▸ **Work task**
Select each line in the rows below that contains the string "negative" and copy those lines.

▸ **Extracted data entries**
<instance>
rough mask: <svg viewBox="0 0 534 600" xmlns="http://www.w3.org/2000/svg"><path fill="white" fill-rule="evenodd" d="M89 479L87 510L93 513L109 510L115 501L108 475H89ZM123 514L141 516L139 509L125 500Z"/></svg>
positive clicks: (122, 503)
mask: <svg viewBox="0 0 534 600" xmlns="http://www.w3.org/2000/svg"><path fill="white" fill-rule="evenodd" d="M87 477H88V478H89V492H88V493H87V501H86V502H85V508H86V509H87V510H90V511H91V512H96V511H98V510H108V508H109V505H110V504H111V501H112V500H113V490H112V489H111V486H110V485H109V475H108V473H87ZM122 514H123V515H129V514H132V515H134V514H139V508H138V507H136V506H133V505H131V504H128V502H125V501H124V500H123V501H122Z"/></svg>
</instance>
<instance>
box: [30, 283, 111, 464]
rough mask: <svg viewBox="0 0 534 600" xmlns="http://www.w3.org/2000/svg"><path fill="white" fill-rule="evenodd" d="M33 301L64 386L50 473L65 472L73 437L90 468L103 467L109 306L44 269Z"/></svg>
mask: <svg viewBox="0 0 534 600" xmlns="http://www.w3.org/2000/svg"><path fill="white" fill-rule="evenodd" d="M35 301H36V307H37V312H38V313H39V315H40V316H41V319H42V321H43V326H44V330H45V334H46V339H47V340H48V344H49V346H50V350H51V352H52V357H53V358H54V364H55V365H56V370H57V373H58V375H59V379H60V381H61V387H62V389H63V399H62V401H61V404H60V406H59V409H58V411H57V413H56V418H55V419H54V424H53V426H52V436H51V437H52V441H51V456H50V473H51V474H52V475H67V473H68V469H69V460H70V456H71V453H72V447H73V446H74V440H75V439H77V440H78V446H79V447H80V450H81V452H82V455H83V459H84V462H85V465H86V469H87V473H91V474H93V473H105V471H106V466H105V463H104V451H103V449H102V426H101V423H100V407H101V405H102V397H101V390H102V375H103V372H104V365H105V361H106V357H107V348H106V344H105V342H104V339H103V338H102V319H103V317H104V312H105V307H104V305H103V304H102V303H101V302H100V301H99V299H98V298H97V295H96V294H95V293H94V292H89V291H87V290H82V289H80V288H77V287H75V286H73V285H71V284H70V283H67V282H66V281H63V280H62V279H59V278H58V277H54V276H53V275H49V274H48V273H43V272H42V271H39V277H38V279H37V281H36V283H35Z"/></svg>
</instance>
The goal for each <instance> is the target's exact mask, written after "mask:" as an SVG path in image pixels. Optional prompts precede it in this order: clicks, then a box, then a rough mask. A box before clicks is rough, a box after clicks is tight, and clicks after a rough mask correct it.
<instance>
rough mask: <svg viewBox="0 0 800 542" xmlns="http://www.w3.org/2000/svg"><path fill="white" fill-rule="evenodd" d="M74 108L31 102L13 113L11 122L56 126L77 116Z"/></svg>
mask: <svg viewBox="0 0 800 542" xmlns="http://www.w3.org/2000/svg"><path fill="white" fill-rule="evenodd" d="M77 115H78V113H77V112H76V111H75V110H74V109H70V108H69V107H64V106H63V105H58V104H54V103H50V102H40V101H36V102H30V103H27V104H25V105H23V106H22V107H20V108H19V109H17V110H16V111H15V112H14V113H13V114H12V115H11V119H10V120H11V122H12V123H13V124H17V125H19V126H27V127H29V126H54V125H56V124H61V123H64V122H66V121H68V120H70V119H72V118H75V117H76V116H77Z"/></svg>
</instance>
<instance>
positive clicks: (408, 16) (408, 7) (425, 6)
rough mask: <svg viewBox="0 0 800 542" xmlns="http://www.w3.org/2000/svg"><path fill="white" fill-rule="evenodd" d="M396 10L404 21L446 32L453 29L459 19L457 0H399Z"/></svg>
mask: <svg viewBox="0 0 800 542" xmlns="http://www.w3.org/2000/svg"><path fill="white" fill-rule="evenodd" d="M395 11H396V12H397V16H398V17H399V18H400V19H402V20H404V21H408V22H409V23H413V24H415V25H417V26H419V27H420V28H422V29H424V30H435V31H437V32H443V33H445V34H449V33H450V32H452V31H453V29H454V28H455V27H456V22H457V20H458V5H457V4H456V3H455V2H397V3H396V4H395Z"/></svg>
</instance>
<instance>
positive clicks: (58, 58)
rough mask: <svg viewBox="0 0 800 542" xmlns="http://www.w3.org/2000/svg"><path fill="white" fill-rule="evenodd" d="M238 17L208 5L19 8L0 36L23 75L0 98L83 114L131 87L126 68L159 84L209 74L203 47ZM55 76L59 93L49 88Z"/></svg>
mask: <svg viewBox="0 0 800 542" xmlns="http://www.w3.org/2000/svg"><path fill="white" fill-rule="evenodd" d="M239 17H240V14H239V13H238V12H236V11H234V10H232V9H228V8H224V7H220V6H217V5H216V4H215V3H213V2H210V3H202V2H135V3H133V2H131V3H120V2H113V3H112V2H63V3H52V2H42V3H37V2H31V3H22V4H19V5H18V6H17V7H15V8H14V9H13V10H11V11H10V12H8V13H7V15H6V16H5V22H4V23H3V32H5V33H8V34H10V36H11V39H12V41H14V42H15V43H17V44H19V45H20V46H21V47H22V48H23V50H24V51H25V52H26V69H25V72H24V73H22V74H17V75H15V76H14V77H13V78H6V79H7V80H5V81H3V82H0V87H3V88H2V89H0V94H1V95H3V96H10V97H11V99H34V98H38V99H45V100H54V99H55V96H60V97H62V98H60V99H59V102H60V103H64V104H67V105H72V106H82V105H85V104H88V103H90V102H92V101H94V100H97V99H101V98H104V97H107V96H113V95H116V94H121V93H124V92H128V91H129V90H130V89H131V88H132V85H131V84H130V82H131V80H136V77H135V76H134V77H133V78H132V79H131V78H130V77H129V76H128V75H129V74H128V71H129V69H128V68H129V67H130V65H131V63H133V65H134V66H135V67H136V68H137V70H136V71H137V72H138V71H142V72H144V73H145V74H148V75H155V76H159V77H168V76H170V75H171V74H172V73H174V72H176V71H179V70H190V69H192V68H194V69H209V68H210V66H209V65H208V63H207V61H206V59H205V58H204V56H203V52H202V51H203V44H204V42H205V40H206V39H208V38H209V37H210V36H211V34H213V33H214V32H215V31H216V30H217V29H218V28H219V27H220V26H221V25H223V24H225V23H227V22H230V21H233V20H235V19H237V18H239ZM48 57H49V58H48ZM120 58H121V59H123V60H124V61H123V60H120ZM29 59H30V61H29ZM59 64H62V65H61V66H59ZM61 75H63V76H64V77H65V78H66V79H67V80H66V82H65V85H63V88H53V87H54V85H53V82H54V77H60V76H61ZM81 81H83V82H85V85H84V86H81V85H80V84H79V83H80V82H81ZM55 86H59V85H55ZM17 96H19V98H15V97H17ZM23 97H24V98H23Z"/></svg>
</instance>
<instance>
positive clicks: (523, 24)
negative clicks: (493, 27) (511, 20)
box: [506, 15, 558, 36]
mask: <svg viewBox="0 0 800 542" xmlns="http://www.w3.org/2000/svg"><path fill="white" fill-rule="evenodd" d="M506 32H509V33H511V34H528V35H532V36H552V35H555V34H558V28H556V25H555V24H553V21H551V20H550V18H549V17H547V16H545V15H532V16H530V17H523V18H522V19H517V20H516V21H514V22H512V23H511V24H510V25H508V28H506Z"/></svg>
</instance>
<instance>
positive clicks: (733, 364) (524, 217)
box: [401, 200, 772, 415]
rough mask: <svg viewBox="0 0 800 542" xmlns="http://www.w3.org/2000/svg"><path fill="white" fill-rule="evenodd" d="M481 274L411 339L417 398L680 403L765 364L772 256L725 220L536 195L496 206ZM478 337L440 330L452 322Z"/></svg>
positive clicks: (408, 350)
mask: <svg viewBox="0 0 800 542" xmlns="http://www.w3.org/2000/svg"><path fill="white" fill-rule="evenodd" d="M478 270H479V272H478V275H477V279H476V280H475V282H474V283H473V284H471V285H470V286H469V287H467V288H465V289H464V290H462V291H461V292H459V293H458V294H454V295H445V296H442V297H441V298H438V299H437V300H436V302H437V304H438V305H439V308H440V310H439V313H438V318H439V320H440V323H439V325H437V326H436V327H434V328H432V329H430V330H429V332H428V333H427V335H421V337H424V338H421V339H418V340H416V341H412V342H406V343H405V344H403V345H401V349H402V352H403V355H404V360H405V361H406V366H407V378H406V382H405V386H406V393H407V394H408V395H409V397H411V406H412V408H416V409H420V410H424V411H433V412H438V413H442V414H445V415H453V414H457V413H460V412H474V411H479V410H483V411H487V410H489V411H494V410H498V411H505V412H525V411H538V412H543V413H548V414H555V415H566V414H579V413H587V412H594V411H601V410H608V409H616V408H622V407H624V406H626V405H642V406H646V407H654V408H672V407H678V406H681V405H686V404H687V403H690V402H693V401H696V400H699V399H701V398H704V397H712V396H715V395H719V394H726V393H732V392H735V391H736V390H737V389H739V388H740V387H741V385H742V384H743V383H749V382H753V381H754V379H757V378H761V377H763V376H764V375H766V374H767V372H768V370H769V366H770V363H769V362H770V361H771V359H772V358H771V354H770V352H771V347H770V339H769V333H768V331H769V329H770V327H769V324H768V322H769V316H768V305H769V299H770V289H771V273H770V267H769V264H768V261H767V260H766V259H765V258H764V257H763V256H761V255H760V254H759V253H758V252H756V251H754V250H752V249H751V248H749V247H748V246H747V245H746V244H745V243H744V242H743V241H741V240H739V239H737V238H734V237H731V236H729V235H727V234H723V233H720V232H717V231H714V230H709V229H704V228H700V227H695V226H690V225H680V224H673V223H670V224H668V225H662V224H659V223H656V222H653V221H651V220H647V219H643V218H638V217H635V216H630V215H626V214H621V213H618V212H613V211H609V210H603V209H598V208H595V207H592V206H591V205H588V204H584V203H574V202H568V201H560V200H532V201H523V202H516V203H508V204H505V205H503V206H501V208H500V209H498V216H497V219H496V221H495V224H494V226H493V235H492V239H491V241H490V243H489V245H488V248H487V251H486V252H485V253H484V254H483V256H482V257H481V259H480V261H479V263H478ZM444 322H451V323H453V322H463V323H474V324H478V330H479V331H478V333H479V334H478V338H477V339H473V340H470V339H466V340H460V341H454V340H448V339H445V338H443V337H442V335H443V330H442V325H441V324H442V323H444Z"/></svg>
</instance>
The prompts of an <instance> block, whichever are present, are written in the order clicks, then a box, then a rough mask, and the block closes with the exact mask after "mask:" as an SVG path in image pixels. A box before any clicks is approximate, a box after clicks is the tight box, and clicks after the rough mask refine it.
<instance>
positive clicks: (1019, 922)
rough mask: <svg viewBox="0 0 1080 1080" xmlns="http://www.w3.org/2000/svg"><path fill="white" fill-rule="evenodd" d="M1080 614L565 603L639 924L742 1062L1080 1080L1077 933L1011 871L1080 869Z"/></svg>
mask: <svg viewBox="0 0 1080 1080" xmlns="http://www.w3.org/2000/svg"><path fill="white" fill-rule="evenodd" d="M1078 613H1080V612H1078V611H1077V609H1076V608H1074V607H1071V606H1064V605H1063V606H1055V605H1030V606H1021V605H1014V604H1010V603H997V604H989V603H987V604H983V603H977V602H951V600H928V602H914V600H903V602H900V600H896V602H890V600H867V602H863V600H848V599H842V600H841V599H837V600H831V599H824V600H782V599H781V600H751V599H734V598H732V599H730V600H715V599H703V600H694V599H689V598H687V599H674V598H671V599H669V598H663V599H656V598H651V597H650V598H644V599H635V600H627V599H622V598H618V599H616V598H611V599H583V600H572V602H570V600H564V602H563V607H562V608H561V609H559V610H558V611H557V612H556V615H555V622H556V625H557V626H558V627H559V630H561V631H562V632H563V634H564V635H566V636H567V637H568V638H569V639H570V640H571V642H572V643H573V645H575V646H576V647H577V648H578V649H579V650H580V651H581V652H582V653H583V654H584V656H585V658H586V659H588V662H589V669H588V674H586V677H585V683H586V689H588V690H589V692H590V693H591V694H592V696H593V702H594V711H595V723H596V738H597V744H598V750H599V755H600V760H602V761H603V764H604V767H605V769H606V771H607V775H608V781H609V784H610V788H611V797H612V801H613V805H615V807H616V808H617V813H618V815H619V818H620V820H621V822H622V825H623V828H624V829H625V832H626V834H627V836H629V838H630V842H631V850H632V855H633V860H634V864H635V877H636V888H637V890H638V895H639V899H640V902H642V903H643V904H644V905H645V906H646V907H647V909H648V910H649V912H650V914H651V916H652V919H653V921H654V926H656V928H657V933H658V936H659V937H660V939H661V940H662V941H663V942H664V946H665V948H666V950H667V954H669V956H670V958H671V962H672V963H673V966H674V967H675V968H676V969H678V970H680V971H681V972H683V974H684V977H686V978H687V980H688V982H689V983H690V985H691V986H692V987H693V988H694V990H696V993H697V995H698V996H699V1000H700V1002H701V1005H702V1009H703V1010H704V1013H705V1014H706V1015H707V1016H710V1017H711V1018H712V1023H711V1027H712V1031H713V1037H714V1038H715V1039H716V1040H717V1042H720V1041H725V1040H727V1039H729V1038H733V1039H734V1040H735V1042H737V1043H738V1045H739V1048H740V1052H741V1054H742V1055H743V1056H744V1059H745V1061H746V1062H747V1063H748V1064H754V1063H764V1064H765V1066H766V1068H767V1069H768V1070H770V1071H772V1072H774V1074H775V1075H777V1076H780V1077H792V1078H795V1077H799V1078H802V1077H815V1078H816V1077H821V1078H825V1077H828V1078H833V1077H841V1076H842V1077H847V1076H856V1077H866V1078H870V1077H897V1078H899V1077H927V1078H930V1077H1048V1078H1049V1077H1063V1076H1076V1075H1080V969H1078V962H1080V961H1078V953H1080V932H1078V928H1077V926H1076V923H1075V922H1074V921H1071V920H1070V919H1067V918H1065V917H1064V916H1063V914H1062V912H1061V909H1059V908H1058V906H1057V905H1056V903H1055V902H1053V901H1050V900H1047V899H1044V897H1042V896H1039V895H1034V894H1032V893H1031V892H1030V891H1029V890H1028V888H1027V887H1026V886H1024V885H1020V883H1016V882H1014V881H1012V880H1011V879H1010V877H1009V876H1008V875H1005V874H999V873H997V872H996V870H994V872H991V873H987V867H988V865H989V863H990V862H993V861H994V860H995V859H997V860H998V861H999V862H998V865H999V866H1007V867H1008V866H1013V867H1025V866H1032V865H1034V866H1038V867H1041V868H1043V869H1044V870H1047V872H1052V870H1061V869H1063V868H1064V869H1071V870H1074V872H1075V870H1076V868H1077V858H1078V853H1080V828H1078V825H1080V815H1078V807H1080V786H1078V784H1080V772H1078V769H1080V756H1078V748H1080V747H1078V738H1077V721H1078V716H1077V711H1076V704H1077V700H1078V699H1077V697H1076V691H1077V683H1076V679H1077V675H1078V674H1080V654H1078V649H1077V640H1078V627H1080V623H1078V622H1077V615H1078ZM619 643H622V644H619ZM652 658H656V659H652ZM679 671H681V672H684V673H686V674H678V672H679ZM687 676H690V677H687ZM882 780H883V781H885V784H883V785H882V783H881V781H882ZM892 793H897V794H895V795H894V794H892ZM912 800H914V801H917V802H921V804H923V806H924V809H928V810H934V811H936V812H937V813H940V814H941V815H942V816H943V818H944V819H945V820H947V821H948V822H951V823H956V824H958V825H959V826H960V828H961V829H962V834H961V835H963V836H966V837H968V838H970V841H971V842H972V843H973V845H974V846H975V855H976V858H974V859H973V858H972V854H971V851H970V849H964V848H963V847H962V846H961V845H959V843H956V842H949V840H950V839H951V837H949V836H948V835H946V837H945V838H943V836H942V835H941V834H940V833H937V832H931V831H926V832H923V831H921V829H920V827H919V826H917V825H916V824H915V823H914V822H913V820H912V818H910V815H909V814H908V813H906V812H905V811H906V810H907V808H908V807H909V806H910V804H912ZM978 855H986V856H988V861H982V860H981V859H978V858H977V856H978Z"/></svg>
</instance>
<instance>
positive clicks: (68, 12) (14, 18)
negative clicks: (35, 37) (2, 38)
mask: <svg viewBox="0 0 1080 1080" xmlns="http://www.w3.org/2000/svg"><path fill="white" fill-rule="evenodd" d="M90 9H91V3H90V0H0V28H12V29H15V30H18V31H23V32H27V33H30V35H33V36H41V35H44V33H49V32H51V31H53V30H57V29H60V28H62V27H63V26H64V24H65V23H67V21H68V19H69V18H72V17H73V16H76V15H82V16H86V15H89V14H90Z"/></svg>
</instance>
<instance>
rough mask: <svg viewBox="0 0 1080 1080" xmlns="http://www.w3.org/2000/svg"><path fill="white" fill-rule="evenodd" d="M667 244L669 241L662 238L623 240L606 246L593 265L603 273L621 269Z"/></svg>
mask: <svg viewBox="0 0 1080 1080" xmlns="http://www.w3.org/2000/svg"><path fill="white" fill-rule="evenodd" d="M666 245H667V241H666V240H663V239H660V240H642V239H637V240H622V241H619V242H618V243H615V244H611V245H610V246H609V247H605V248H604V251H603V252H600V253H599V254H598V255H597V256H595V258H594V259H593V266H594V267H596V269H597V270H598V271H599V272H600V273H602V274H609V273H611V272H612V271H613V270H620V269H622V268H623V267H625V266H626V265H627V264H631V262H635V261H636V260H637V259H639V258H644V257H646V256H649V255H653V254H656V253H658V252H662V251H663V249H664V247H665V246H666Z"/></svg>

▸ **Solved exercise**
negative clicks: (493, 27) (511, 20)
negative clicks: (35, 37) (2, 38)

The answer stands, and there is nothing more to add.